Stored data entries:
__________

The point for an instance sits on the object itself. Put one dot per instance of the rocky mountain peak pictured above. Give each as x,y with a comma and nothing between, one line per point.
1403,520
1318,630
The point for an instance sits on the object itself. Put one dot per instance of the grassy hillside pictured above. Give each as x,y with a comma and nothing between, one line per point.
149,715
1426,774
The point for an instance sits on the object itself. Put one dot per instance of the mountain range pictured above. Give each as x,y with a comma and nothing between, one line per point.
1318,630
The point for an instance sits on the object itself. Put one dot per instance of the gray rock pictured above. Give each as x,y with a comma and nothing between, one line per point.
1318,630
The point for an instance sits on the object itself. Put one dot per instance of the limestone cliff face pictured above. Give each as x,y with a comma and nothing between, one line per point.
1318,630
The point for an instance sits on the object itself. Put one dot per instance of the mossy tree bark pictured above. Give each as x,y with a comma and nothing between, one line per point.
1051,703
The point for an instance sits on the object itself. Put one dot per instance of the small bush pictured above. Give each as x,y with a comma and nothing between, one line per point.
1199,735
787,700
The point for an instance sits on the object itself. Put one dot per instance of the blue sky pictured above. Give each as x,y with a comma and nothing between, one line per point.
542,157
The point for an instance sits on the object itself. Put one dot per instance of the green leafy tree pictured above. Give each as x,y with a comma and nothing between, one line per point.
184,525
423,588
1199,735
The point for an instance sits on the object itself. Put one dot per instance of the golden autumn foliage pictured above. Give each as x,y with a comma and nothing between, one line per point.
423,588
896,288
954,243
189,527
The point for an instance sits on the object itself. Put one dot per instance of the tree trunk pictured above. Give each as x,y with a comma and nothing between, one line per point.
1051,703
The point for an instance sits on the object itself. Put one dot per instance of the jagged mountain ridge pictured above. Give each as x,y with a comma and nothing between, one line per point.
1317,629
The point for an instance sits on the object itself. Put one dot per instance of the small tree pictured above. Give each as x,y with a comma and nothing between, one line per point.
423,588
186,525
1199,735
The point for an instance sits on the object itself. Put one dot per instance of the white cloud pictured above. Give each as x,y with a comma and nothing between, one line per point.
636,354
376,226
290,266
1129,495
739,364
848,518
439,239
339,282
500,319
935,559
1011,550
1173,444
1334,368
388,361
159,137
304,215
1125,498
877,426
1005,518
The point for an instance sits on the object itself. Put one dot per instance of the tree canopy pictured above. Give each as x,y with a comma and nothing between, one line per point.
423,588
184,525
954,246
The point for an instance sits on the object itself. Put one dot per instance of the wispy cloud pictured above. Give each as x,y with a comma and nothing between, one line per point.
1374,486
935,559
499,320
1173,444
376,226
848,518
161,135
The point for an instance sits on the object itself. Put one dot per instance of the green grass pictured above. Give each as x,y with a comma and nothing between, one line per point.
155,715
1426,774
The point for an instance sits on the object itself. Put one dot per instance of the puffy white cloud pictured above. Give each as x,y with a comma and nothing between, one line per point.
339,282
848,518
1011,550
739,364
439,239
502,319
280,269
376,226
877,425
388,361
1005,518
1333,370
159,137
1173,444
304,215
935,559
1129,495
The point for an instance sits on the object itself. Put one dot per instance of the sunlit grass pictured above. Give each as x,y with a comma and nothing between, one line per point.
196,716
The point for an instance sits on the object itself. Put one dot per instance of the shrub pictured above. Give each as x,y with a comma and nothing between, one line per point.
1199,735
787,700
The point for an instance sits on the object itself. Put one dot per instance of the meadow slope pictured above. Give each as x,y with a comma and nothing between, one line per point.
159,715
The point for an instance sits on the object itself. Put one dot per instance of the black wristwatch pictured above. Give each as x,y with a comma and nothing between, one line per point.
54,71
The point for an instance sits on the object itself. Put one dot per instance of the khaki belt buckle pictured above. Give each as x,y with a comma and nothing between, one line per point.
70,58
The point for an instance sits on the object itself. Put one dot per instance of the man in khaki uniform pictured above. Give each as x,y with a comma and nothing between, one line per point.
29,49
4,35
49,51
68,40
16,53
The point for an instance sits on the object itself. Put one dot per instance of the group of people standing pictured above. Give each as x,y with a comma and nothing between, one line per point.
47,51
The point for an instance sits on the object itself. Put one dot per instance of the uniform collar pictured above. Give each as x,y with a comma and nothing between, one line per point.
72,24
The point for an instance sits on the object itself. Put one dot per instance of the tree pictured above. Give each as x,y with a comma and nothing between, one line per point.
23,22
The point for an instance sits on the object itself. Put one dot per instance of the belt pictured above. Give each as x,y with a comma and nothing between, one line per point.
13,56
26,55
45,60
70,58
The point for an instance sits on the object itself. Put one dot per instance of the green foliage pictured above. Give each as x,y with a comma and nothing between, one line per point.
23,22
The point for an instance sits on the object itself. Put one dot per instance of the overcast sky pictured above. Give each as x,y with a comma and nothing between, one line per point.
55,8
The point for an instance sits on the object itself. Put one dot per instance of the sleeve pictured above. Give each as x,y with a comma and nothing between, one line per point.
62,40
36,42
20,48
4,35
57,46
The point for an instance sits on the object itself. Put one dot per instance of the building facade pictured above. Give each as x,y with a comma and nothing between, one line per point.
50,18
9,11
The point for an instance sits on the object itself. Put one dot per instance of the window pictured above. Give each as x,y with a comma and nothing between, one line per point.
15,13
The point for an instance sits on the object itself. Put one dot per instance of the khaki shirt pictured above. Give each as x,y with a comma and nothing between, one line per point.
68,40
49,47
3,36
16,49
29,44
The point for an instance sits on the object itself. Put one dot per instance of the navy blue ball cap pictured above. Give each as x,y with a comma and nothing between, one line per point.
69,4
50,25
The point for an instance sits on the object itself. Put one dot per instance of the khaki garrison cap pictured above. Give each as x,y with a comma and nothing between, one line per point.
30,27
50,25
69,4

__________

◆ What this task involves
Give back every record exactly.

◆ Answer box
The point for an instance sits on the object itself. Put one dot per instance of the rocky mountain peak pictured above. Give each as x,y with a comma and nothing between, one line per point.
1403,520
1318,630
The point for an instance sits on the object itself. Put one dot per instance of the grassy hillside pictured above. Give each as x,y with a comma and nothing between, one line per point.
149,715
1426,774
The point for an instance sits on the object itself. Put one dot per instance of the mountain range pictured above. Give each as x,y with a comma and nothing between, one line per point.
1318,630
The point for an instance sits on the object itself. Put one dot per instance of the gray rock pictured above. Give each as x,y with a comma and nothing between, one line per point.
1318,630
The point for an instance sits on the object itself. Put one dot per instance of the limestone cliff face pictured above. Give each as x,y with a comma and nothing between, one line per point.
1318,630
The point for an instance sits on the object itself. Put one dot per instance of the mossy tree bark pictured above. Give each as x,y with a comma and nothing between, one line per point.
1051,703
The point for an instance sits on the object itself. Put one dot per instance of the small bush pictured above. Give each as x,y with a comma and nothing between, one line per point.
1199,735
787,700
The point for an instance sits on the object itself. Put one dot per instance of the blue sky pictured above. Give each as x,y with a comma and nothing between, one line per point.
542,157
The point for an instance sits on the object itself. Put one dot per instance of the green leafy tree pictured above. Give each as x,y with a comma and nothing between, one line per point.
184,525
423,588
1199,735
The point for an instance sits on the object itself. Put one dot per instance of the golden autumn foliage pictured above. Give each as x,y with a comma and nothing between, one line per point.
423,588
896,288
954,243
189,527
The point for an instance sits on the object itself. Put one dot per instance of the tree trunk pictured above. Give each as x,y with a comma and nothing between, one line per point.
1051,703
The point for an instance sits on the object itself. Put one dot per instance of the jagged mountain ridge pictured above. Give each as x,y with a comma and nothing between, one line per point.
1317,629
The point for an instance sits on the object itself. Put one dot per instance of the small tree pictured above. Give each as x,y with a comma and nothing between, one line per point.
423,588
186,525
1199,735
The point for an instance sits on the object itself. Put one dot per instance of the white cloud pictured above. Give each as x,y with a comma and nothing between, one line per point.
636,354
376,226
290,266
1129,495
739,364
848,518
439,239
339,282
500,319
935,559
1011,550
1173,444
1334,368
388,361
159,137
304,215
1125,498
877,426
1005,518
The point for an instance sits on the object itself. Put one dot per instance of the tree canopy pictured above. Give each as x,y with a comma and nothing between, one line per point.
423,588
184,525
954,246
The point for an instance sits on the object itself. Put one dot per instance of the wispy cloud pictured above. Give each as x,y with a comma and nothing between, one line per point.
1374,486
935,559
499,320
1173,444
376,226
848,518
161,135
The point for an instance sits on the object itself. Put one dot per instance of the green grass pictured above. Give each as x,y with a comma and nothing between, one line per point.
155,715
1426,774
The point for an instance sits on the object itself. Put one dot per instance of the puffy white cloud pictured above. Give each as x,y with a comma and nothing between, one line per point.
339,282
848,518
1011,550
739,364
439,239
502,319
280,269
376,226
877,425
388,361
1005,518
1333,370
159,137
1173,444
304,215
935,559
1129,495
The point for an instance sits on the object itself. Put one dot per instance of the sunlit grass pictured above. Give each as x,y with a comma and nothing between, one line per point.
196,716
The point for an instance sits on the object itself. Put one dot per instance of the shrub pictured above. Give each as x,y with a comma and nothing between, one line per point.
1199,735
787,700
The point for an instance sits on the object itself. Put one dot per instance of the meadow slope pictured above. Give each as x,y with a comma and nothing between, one line per point.
159,715
The point for an instance sits on the object itself. Put one dot per instance of the black wristwatch pictured above. Give each as x,y with a comma and nothing between, one line per point.
54,71
The point for an instance sits on the object itself. Put one dot per instance of the khaki belt buckle pictured above. Give each as x,y with a comma and nothing between, one line per point.
70,58
The point for an instance sits on the object itself. Put one dot per instance of the man in khaki uniform pictured above. Give each as x,y with a comma and nothing between, one line per point.
29,49
4,35
49,51
68,40
16,53
The point for an instance sits on the object itself. Put one dot per instance of the group of people standing pictured above. Give each as x,y with a comma and nothing between, one line per point.
47,51
The point for an instance sits on the object itself. Put one dot per instance of the uniform collar pictured above. Give each as x,y with a comma and nothing between, one line per point.
72,24
The point for an instance sits on the object itself. Put one dot per instance of the tree pictured above. Give each as x,y with a comma and nothing between, one line per point.
23,22
The point for an instance sits on the object itself. Put one dot per instance of the belt pictured above. Give each as x,y with a comma and nothing between, one line per point.
13,56
26,55
45,60
70,58
The point for an instance sits on the object itself. Put one dot per instance of the green foliage pictured above. Give each as x,y with a comma and nothing between, one line per point.
23,22
The point for an instance sits on the object itself. Put one dot per instance of the overcast sky pictured above. Give each as x,y with a comma and nothing between, one line per point.
55,8
The point for an instance sits on the object itself. Put one dot per instance of the sleeve pictured above. Give each as x,y with a comma and nothing between, one line per point.
62,40
36,42
20,48
4,35
57,46
The point for an instance sits on the object itself. Put one dot per instance of the building facade pictured above. Give each as x,y with a comma and nothing between, one line per point.
50,18
9,11
The point for an instance sits on the object itself. Put one dot per instance of the window pictured above. Give each as x,y with a comma and nothing between, one line per point.
15,13
The point for an instance sits on the object itself. Put one dot per instance of the khaki shirt pictured above. Give each as x,y with a comma and nothing between, one line per point.
68,40
49,47
3,36
16,49
29,44
The point for an instance sits on the object itself. Put one dot per instance of the navy blue ball cap pictured above. Give each as x,y with a comma and nothing between, one line per point.
69,4
50,25
The point for an instance sits on the object itself. Put one dot per instance of the khaki garrison cap pictured above. Give each as x,y with a comma and nothing between, one line per point.
30,27
50,25
69,4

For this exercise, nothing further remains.